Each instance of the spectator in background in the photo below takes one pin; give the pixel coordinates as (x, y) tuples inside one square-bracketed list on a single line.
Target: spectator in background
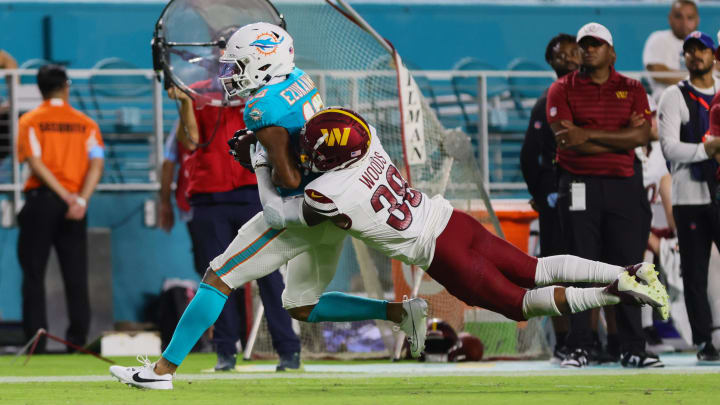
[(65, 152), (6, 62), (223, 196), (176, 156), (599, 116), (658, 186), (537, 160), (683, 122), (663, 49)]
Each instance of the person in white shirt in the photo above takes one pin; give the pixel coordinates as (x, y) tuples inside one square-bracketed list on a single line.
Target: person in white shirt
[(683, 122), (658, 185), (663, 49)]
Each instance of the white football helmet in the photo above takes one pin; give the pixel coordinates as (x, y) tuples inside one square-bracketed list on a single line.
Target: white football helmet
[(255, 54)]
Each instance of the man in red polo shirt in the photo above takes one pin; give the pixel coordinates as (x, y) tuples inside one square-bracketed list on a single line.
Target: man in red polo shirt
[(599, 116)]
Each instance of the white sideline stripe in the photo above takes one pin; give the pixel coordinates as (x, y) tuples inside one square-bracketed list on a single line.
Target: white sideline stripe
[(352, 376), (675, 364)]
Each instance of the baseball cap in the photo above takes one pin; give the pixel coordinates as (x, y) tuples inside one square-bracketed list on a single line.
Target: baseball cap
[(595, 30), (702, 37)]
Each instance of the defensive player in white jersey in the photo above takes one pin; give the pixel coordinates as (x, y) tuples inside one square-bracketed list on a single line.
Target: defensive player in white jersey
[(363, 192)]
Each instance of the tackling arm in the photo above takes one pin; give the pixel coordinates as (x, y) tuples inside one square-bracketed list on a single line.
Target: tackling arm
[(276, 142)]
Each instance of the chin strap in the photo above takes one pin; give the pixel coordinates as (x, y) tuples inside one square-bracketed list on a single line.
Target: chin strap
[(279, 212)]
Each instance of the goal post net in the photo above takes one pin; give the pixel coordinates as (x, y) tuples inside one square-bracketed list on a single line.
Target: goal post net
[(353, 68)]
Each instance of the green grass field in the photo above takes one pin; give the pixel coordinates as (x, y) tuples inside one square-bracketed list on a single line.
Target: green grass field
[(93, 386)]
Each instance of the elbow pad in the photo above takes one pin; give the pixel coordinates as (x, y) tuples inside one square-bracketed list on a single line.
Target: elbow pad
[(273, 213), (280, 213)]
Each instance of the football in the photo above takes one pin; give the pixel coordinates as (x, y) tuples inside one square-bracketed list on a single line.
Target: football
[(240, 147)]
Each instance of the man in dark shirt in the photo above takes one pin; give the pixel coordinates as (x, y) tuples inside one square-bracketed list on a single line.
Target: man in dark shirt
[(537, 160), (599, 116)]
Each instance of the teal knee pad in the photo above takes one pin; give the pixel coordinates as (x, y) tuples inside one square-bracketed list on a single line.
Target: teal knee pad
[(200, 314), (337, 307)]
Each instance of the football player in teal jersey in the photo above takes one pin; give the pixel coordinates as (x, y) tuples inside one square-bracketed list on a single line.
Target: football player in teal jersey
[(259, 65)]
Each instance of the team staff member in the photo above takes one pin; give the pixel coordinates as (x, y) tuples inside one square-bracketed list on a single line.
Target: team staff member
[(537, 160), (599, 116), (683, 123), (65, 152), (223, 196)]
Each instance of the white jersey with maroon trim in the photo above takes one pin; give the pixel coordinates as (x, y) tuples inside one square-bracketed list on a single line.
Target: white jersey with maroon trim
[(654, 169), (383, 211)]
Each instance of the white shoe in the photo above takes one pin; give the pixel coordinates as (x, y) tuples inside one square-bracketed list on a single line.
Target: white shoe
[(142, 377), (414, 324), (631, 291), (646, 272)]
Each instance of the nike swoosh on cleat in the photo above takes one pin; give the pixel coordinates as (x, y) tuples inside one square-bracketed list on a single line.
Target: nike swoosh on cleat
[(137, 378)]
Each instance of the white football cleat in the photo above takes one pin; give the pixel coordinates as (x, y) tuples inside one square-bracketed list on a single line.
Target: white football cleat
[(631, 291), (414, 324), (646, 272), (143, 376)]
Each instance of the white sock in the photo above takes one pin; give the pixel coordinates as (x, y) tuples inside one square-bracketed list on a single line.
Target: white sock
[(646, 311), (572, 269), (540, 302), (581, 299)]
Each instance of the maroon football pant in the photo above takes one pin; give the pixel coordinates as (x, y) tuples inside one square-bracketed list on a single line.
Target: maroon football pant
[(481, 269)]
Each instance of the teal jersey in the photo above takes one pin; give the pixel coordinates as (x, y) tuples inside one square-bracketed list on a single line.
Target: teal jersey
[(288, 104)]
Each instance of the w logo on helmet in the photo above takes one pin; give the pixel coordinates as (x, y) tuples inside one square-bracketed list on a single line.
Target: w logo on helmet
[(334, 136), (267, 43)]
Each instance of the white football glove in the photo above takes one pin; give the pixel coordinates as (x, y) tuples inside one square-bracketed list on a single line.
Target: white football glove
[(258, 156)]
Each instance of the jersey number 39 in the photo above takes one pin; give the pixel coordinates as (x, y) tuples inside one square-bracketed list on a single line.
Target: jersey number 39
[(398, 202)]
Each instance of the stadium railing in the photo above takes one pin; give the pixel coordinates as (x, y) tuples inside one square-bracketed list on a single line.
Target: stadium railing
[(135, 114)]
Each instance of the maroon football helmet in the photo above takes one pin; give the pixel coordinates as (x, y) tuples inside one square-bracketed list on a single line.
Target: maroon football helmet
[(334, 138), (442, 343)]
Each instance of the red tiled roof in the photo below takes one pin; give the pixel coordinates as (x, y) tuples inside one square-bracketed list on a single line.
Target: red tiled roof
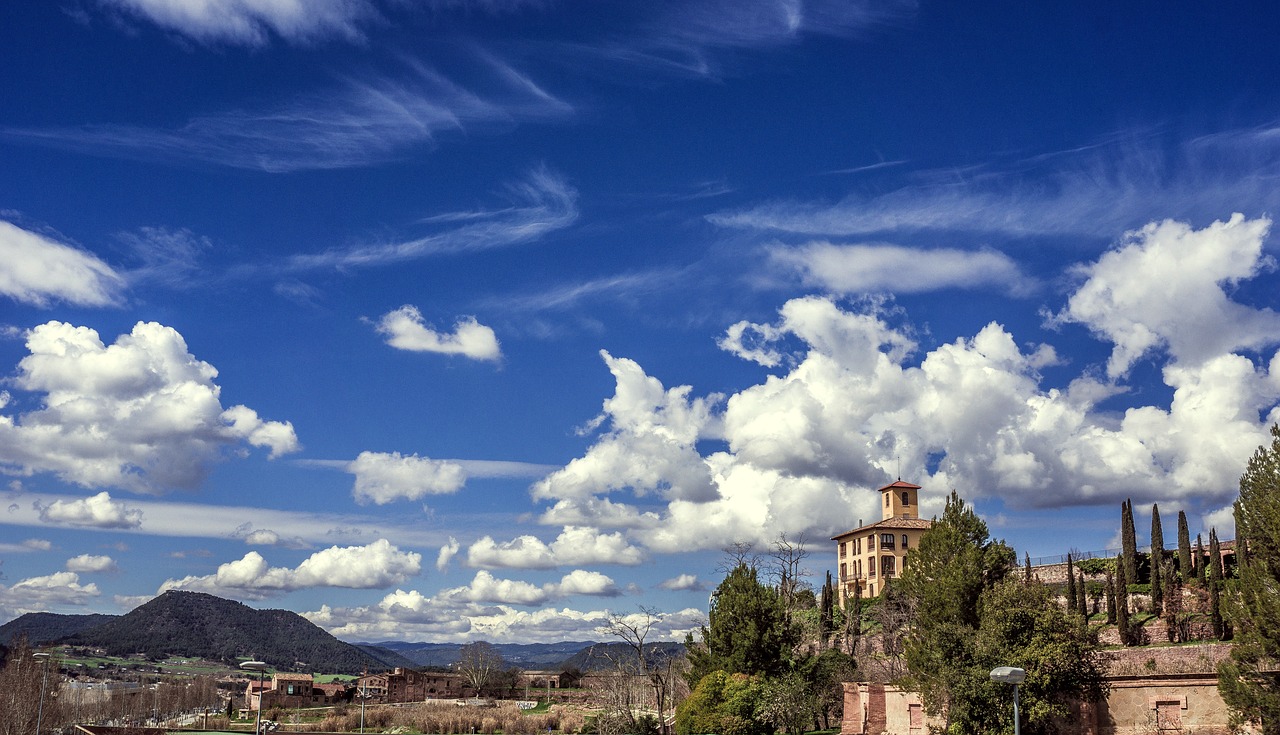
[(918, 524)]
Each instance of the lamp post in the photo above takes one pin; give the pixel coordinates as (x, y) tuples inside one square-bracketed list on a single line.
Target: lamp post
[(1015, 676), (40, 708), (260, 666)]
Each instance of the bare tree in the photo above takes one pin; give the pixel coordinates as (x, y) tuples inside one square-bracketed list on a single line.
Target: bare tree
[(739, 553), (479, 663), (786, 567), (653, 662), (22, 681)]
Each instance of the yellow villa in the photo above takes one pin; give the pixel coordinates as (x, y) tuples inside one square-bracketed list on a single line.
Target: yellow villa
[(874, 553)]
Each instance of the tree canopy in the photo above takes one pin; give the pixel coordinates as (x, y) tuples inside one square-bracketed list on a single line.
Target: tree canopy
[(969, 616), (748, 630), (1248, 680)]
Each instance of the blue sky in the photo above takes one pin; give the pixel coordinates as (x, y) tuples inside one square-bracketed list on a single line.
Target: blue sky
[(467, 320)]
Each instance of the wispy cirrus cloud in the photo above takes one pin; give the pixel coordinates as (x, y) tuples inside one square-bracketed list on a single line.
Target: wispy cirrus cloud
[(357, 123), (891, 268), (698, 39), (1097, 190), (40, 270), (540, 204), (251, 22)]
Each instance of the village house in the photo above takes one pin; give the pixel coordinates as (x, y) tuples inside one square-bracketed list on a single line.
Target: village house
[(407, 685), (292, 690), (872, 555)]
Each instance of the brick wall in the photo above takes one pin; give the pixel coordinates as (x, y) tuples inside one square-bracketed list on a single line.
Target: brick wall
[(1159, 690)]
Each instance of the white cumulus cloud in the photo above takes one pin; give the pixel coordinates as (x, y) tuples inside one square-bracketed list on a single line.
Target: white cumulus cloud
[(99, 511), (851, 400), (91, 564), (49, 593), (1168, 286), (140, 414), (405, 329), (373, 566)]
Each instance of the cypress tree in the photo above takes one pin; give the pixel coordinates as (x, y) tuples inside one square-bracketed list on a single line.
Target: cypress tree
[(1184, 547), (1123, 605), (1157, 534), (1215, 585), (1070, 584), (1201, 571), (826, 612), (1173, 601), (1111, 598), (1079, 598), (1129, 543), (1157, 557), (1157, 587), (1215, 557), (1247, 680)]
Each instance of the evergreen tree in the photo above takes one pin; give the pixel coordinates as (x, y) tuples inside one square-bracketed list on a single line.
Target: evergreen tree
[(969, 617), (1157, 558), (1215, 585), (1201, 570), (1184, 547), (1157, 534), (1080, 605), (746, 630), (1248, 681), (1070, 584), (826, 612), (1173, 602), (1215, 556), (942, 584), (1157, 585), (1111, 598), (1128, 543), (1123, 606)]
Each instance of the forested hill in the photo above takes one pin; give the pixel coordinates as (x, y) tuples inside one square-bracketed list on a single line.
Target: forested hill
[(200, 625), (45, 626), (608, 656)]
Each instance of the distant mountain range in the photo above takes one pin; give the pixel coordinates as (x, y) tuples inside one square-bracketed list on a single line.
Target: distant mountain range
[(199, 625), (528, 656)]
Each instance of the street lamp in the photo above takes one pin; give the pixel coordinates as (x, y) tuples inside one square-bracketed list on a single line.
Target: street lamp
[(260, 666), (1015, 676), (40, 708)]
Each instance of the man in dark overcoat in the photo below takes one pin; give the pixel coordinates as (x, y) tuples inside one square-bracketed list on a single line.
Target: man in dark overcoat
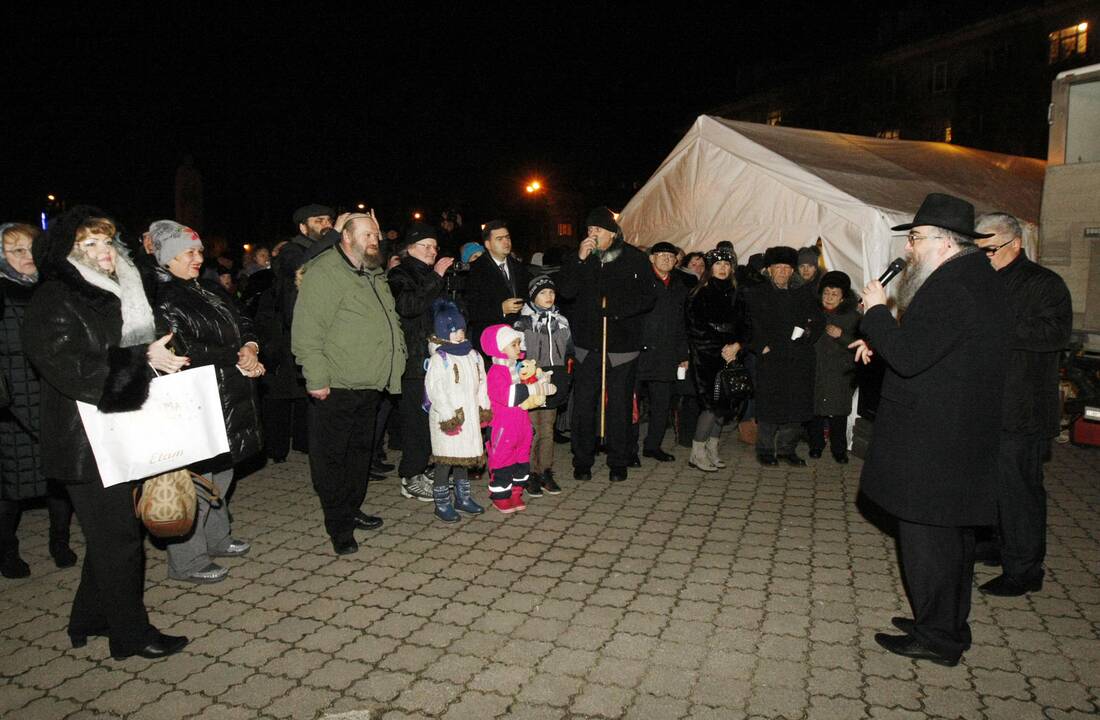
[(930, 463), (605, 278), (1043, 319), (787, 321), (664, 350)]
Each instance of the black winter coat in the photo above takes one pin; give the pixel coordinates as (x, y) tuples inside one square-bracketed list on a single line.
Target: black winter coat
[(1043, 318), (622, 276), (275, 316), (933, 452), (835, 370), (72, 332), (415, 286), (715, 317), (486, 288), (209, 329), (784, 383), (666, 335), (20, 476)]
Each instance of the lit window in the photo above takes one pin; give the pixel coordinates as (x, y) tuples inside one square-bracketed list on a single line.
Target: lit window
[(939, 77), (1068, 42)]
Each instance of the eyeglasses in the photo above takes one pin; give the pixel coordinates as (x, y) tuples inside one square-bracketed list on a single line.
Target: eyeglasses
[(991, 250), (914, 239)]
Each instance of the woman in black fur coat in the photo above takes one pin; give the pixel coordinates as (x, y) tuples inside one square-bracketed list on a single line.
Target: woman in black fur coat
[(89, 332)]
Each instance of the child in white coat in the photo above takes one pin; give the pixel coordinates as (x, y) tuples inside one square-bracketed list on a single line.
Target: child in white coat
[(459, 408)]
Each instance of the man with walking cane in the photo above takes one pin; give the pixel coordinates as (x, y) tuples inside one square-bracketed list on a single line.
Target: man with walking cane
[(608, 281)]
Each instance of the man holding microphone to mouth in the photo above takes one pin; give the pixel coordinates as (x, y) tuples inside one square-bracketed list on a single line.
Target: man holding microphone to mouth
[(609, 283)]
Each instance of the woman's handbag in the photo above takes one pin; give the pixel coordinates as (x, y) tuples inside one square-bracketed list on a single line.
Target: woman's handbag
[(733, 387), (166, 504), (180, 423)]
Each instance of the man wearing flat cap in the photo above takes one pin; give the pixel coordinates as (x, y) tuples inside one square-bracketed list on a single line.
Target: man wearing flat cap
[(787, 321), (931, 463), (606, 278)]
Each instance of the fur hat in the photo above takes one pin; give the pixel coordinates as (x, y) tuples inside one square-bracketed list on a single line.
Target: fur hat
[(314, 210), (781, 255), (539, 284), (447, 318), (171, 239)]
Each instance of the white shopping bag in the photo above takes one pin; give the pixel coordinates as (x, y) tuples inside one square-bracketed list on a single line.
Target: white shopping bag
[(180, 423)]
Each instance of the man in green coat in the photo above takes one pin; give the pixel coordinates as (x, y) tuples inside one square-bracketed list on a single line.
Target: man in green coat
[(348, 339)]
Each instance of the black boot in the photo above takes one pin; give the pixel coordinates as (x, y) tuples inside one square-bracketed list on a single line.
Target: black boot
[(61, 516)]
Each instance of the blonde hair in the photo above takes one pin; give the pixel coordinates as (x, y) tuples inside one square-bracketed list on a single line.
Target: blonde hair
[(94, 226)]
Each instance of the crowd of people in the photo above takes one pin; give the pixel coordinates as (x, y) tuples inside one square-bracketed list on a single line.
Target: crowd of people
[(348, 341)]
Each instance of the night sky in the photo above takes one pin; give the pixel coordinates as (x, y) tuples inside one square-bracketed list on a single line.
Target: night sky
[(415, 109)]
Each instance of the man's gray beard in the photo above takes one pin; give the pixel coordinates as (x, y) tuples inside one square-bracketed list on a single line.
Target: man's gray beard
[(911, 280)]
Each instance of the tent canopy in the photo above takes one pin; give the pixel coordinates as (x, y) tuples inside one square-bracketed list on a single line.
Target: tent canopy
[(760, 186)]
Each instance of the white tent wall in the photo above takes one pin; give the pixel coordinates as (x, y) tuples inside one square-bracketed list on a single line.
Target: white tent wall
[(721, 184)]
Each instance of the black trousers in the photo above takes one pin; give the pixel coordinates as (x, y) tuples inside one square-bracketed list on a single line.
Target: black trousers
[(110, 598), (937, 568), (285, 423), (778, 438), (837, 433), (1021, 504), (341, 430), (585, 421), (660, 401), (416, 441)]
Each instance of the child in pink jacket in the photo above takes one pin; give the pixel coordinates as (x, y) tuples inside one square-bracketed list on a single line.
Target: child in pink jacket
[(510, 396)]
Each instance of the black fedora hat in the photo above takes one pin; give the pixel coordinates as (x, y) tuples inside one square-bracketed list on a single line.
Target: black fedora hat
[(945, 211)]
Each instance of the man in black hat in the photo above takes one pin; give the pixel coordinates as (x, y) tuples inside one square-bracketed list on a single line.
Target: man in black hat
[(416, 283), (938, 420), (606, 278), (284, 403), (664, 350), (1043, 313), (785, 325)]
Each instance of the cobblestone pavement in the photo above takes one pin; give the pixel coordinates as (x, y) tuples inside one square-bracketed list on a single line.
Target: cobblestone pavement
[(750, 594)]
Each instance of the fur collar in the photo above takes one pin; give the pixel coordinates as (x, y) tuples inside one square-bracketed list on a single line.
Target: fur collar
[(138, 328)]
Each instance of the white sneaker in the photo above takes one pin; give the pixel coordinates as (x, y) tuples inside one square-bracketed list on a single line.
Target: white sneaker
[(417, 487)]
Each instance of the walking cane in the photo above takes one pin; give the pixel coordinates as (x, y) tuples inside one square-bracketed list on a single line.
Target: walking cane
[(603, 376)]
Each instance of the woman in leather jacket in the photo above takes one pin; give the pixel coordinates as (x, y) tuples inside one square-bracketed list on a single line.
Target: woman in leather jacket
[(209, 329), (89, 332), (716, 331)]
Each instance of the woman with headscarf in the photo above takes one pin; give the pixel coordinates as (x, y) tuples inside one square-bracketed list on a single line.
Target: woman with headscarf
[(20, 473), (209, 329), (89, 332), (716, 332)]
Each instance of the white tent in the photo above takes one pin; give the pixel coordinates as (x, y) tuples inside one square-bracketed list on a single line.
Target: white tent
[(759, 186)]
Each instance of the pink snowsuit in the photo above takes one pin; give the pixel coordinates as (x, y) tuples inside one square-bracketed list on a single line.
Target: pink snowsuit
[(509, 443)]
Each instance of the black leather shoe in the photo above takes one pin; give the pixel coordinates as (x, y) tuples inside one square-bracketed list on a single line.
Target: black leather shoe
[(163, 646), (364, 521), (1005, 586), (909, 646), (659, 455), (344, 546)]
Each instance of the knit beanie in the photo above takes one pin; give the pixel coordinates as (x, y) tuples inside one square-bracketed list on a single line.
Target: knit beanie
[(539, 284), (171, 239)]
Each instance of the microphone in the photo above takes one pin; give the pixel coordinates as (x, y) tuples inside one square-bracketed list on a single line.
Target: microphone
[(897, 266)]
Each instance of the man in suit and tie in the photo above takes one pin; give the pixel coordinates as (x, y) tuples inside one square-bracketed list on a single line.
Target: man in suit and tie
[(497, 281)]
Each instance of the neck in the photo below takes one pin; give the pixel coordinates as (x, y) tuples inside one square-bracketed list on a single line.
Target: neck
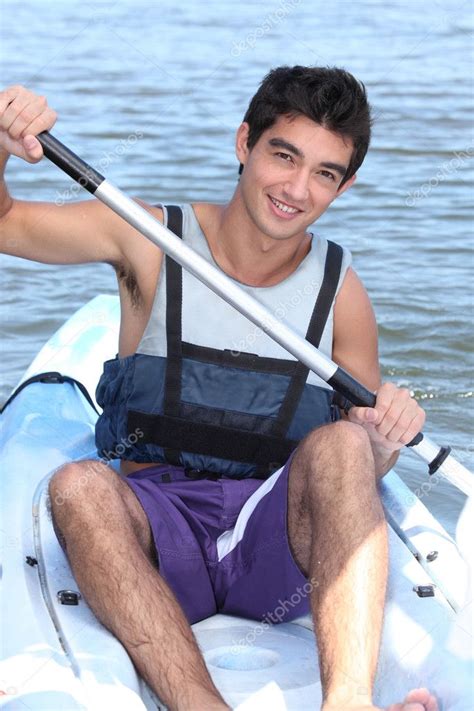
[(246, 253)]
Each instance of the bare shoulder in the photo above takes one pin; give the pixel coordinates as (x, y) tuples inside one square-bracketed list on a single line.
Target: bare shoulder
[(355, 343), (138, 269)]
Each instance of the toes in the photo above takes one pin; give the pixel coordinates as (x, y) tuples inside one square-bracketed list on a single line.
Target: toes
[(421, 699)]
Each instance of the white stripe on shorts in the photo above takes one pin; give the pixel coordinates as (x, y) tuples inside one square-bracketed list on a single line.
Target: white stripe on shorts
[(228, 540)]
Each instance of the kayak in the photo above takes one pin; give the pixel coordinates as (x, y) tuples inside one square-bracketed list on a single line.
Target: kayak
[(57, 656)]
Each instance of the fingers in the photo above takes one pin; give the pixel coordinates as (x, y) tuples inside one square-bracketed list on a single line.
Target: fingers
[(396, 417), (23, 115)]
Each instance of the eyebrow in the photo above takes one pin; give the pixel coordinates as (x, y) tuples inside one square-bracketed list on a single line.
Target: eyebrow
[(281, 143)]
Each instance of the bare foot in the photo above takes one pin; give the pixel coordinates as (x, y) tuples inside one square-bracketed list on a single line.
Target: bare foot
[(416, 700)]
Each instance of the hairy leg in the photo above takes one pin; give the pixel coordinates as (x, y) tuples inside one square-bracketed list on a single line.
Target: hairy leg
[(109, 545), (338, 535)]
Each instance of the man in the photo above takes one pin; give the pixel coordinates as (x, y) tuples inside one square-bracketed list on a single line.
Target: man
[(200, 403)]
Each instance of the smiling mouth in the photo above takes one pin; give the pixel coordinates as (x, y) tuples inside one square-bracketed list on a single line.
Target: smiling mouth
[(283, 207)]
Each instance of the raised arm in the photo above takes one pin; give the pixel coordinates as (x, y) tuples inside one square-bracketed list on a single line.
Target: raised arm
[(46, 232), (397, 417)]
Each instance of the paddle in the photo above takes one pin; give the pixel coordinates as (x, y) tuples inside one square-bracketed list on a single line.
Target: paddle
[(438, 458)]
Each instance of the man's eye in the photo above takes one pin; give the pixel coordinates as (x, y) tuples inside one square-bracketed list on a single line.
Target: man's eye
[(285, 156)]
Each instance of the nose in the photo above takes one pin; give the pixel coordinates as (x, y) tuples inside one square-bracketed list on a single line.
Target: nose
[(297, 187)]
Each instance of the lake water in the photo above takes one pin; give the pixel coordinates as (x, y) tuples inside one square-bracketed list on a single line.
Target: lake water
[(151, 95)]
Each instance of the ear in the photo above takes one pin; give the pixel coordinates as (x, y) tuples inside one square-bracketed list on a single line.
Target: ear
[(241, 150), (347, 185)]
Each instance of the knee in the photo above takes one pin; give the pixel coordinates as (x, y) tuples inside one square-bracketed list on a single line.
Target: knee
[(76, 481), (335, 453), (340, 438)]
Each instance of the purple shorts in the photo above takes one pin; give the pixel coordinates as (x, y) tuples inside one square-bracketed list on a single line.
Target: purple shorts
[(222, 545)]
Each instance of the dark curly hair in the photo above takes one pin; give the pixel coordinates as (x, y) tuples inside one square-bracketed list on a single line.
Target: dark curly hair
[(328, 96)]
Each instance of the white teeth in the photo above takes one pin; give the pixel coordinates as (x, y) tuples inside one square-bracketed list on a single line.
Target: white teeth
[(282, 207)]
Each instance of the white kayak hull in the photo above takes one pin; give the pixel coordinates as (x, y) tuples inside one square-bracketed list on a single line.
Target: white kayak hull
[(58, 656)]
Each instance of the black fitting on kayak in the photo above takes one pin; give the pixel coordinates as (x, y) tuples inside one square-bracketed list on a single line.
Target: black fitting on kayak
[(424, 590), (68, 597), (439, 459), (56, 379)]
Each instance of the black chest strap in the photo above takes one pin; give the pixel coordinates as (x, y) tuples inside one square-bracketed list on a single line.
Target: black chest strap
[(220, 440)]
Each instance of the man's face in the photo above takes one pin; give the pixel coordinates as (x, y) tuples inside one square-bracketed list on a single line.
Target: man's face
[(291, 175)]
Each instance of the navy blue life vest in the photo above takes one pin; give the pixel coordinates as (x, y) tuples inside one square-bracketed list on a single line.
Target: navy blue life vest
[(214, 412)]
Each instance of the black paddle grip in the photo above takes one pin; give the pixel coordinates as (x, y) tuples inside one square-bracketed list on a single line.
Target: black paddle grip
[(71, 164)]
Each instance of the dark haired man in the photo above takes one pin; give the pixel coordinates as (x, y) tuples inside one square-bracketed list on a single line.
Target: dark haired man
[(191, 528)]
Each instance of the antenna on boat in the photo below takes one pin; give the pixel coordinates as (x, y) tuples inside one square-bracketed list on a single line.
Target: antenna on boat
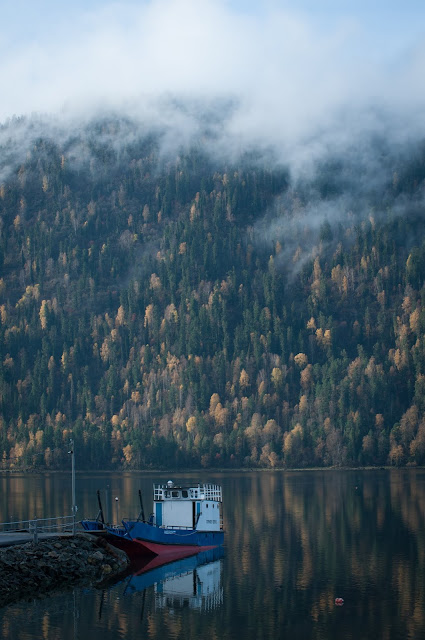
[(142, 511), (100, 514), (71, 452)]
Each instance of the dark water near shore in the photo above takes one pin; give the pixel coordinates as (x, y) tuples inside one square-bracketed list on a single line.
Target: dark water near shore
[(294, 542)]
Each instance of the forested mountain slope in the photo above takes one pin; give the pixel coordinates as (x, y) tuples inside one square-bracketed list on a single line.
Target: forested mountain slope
==============================
Exercise - Each line of the data that contains "slope" belongs in the answer.

Result of the task -
Each instance of the forested mountain slope in the photo above takes one pin; give the pixel coordinates as (x, y) tuples inside one square-bracketed list on a single line.
Target: forested mountain slope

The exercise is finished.